● **Exercise tasks**:
1 > From the passage on world religions below, list every country named in the paragraph on Buddhism as a place where that religion has expanded.
2 > Reproduce verbatim the stretch of the passage on world religions below from "Islam has expanded" through "and San Francisco.".

Christianity has spread to all five inhabited continents over the course of its history. Today, some 2.05 billion people roughly one-third of the world's population belong to a Christian denomination.
Religions around the globe
Christianity remains the dominant religion in Europe and on the American continents, where a number of primal religions have survived in both the Northern and Southern Hemispheres, albeit only in isolated, sparsely populated, non-industrialized areas. Several Protestant and Catholic majorities are found in sub-Saharan Africa, most notably in the southern and western regions. Christianity is represented in Asia only by Orthodox and Oriental denominations in Russia and the Catholic majority in the Philippines. Nearly 20 million Christians, most of them Protestants, live in Indonesia. In Australia and New Zealand, Anglicans and Catholics, whose communities are nearly identical in size, account for slightly more than half of the population.
Islam has expanded in nearly every direction from the territory occupied for the most part during the 7th and 8th centuries and recruited large numbers of adherents, especially in South and South-East Asia, in northern Africa and along the African east coast. Russia marks the boundary of Islamic expansion to the north. The only Islamic majorities on the European continent are found in Turkey and Albania, while significant minorities live in Bosnia and Herzegovina, Macedonia and Bulgaria.
Following the end of the nearly two-thousand-year Diaspora, the largest number of practising Jews now live in Israel. Jewish communities of different sizes are also found above all in the USA, the largest of these in New York, Chicago and San Francisco.
Buddhism, specifically Mayahana Buddhism, which emerged at the dawn of Christianity, and Lamaism under the leadership of the Dalai Lama, which is also referred to as Tibetan Buddhism, has expanded above all in East Asia, including large portions of China, Myanmar, Laos, Thailand, Cambodia and Vietnam.
Hinduism, an outgrowth of Vedic religion which is closely linked to the Indian caste system, counts some 890 million adherents in India. Considerably smaller is the number of Sikhs, in whose teachings elements of Hinduism are blended with principles of Islam. Most of the roughly 23 million members of this religious reform movement live in the Indian state of Punjab and in communities distributed throughout North America, Great Britain and the Philippines.
Primal religions are found all over the world, with the exception of the European continent. They have survived for the most part in sparsely populated regions in which their geographic isolation, an unfavourable climate or political conflicts have hindered the development of modern forms of production and corresponding societal wealth. Primal religions are encountered in the last remaining natural refuges in South America, near the Arctic Circle, in Oceania, in the interior regions of Australia and in the southern half of Africa.
The map offers an overview of the distribution of the various religions on the globe and their relative dominance in specific regions. However, a map showing the distribution of religious and denominational affiliations inevitably produces a distorted picture. In view of significant differences in population density, the regional expansion of a given religion is hardly a reliable indicator of its social significance. On the other hand, huge religious majorities, such as the 140 million Muslims in India, may be neglected in the cartographic overview. Furthermore, the map does not take large number of people without religious affiliation (a significant percentage of the population in Russia after 74 years of state atheism, for example) into account.
Regardless of the unavoidable generalizations and the relatively unreliable data available in this context, the map can indeed provide valuable insights into the manner in which the different religions have spread. Awareness of the dominant religion in a given part of the world provides the basis for conclusions regarding the genesis of a specific cultural landscape and the nature of the forces at work within it.

● **Supplied information**:
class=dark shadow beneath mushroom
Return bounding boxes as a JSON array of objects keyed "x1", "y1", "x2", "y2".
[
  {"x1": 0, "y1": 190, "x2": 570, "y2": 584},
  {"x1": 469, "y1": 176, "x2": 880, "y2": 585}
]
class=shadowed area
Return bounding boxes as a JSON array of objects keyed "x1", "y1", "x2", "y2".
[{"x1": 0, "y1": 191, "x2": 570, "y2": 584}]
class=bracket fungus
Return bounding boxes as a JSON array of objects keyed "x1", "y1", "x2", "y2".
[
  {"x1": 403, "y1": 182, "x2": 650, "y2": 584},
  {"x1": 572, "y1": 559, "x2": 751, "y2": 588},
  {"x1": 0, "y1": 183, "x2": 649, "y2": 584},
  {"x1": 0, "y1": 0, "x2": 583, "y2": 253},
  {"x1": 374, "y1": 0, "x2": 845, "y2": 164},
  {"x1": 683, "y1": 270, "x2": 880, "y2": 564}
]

● **Solutions for each task**:
1 > China, Myanmar, Laos, Thailand, Cambodia, Vietnam

2 >
Islam has expanded in nearly every direction from the territory occupied for the most part during the 7th and 8th centuries and recruited large numbers of adherents, especially in South and South-East Asia, in northern Africa and along the African east coast. Russia marks the boundary of Islamic expansion to the north. The only Islamic majorities on the European continent are found in Turkey and Albania, while significant minorities live in Bosnia and Herzegovina, Macedonia and Bulgaria.
Following the end of the nearly two-thousand-year Diaspora, the largest number of practising Jews now live in Israel. Jewish communities of different sizes are also found above all in the USA, the largest of these in New York, Chicago and San Francisco.